▶ **Exercise text**:
Divided again, Libya slides back toward violence, chaos

Divided again, Libya slides back toward violence, chaos
  • The fighting underscored the fragility of Libya’s relative peace that has prevailed for more than a year but it also looked like history was repeating itself

CAIRO: For many Libyans, clashes that erupted in the capital of Tripoli last month were all too familiar — a deja vu of street fighting, reverberating gunfire and people cowering inside their homes. A video circulated online on the day, showing a man shouting from a mosque loudspeaker “Enough war, we want our young generation!“

The fighting underscored the fragility of Libya’s relative peace that has prevailed for more than a year but it also looked like history was repeating itself. Now, observers say that momentum to reunify the country has been lost and that its future is looking grim.

Once again, there are two competing governments vying for control in Libya, already torn by more than a decade of civil war. The clashes in the capital broke out after one of Libya’s two prime ministers challenged the other by coming to Tripoli, his rival’s seat.

Libya has for years been split between rival administrations in the east and the west, each supported by rogue militias and foreign governments. The Mediterranean nation has been in a state of upheaval since the 2011 NATO-backed uprising toppled and later killed longtime dictator Muammar Qaddafi.

But a plan had emerged in the past two years that was meant to put the country on the path toward elections. A UN-brokered process installed an interim government in early 2021 to shepherd Libyans to elections that were due late last year.

That government, led by Prime Minister Abdul Hamid Dbeibah, briefly unified the political factions under heavy international pressure. But the voting never took place, and since then, the plan has unraveled and left the country in crisis.

Lawmakers in Libya’s east-based parliament, headed by influential speaker Aguila Saleh, argued that Dbeibah’s mandate ended when the interim government failed to hold elections.

Stored items:
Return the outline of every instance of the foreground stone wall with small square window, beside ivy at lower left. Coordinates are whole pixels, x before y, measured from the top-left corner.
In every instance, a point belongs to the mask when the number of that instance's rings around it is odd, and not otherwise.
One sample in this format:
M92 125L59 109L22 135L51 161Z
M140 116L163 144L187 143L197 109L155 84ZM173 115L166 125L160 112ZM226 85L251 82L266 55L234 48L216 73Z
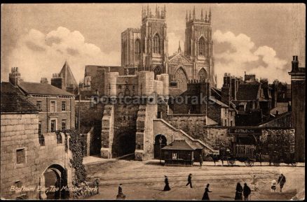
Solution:
M62 143L58 144L55 133L44 134L45 145L41 146L38 128L38 114L1 114L1 197L16 199L27 194L23 197L39 199L36 188L44 185L43 173L53 164L67 168L68 186L71 187L74 171L69 165L71 152L65 152L64 135ZM25 150L25 162L17 164L17 150L20 149ZM34 187L34 191L10 191L17 183Z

▶ **Try it**: Translate this sentence from the Libya article into Spanish: "Libya has for years been split between rival administrations in the east and the west, each supported by rogue militias and foreign governments."

▶ **Result**: Libia lleva años dividida entre administraciones rivales en el este y el oeste, cada una respaldada por milicias descontroladas y gobiernos extranjeros.